Work instructions
Without skipping anything, print all of the data exactly.

START Records supplied

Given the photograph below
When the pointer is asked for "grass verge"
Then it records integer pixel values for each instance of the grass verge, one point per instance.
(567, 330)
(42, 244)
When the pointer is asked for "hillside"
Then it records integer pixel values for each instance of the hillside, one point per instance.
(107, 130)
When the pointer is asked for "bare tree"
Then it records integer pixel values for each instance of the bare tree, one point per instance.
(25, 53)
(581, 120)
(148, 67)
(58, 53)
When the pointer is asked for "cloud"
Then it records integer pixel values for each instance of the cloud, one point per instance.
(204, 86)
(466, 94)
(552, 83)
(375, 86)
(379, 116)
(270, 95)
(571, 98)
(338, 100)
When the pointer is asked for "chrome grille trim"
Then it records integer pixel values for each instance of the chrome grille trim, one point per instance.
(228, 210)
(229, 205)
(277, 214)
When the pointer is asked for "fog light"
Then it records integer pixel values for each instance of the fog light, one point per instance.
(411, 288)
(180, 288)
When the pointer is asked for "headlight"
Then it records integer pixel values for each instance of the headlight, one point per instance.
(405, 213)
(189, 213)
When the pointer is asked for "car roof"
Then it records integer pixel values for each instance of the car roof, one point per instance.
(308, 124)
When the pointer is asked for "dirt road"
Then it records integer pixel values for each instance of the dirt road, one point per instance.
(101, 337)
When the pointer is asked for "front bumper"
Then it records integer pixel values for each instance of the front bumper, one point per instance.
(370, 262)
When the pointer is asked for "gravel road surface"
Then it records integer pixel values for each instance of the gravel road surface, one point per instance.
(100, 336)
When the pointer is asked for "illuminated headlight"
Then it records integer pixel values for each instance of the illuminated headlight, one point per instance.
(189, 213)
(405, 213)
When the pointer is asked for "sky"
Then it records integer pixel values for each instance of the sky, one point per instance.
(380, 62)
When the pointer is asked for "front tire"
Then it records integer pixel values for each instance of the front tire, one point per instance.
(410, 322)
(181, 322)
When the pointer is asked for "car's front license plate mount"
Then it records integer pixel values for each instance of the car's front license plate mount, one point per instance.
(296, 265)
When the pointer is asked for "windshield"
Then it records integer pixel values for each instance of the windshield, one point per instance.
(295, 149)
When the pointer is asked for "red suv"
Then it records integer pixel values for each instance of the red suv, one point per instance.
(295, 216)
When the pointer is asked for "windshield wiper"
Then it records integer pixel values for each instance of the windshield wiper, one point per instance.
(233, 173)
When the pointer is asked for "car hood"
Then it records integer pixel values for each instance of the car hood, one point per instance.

END Records supplied

Result of this exercise
Given the photograph below
When the pointer is asked for "grass verge"
Then it records integer pixel values for each instance of the grass verge, one point per instance.
(567, 330)
(42, 244)
When the pointer is asked for "hillside"
Then it records integer pixel values for each instance of the hillside, one point per instance.
(107, 130)
When the pointer is asked for "bare tree"
Then it records integer pixel values for each instance of the bare tree, one point per instance.
(25, 53)
(581, 120)
(148, 67)
(58, 53)
When the pointer is asked for "cloud"
Then it records integer pixel values for each instance of the cloud, one point per instance.
(204, 86)
(466, 94)
(552, 83)
(375, 86)
(379, 116)
(270, 95)
(571, 98)
(338, 100)
When the pointer is asked for "chrome grille trim"
Then it records integer pixel values for each instance of the chrome grille trim, one point per instance.
(228, 210)
(229, 205)
(277, 214)
When the pointer is asked for "fog light"
Then it records integer pixel values for each instance of the fog light, one point per instance.
(411, 288)
(180, 288)
When the pointer is asked for "headlight"
Then it records integer pixel values for each instance of the headlight, one point per instance.
(405, 213)
(189, 213)
When the pointer is asked for "car roof"
Then it records integer pixel values for each instance of the car roof, one point per instance.
(308, 124)
When the pointer is asked for "dirt road"
Then it records integer pixel values for each instance of the dirt road, one point per instance.
(101, 337)
When the pointer is asked for "front bumper"
Then it records integer pixel values for each instance of the front bumper, one point per instance.
(370, 262)
When the pointer is asked for "gravel road surface"
Then it records integer pixel values for each instance of the gravel road surface, one point per instance.
(100, 336)
When the pointer is asked for "illuminated headlight"
Then it records integer pixel values for each instance of the illuminated headlight, one point per instance.
(189, 213)
(405, 213)
When the pointer is asked for "sky"
Then it records integer pixel values for each instance of the sky, one point per instance.
(380, 62)
When the pointer is asked for "front tire"
Then it records integer pixel values for each instance of the front tire, one point per instance.
(410, 322)
(181, 322)
When the pointer is asked for "car's front license plate mount"
Then it records integer pixel values for each instance of the car's front license plate mount, one point per instance.
(296, 265)
When the pointer is asked for "windshield"
Then it records integer pixel values for each instance of the windshield, one point per instance.
(295, 149)
When the pointer is asked for "red suv"
Then it records integer pixel values for each instance of the red suv, one point per instance.
(295, 216)
When the pointer is asked for "windshield wiper"
Then it records integer pixel values for each instance of the windshield wiper, one point per instance.
(233, 173)
When the pointer is asked for "car hood"
Then it records integer pixel values for each instance of the car hood, one point per instance.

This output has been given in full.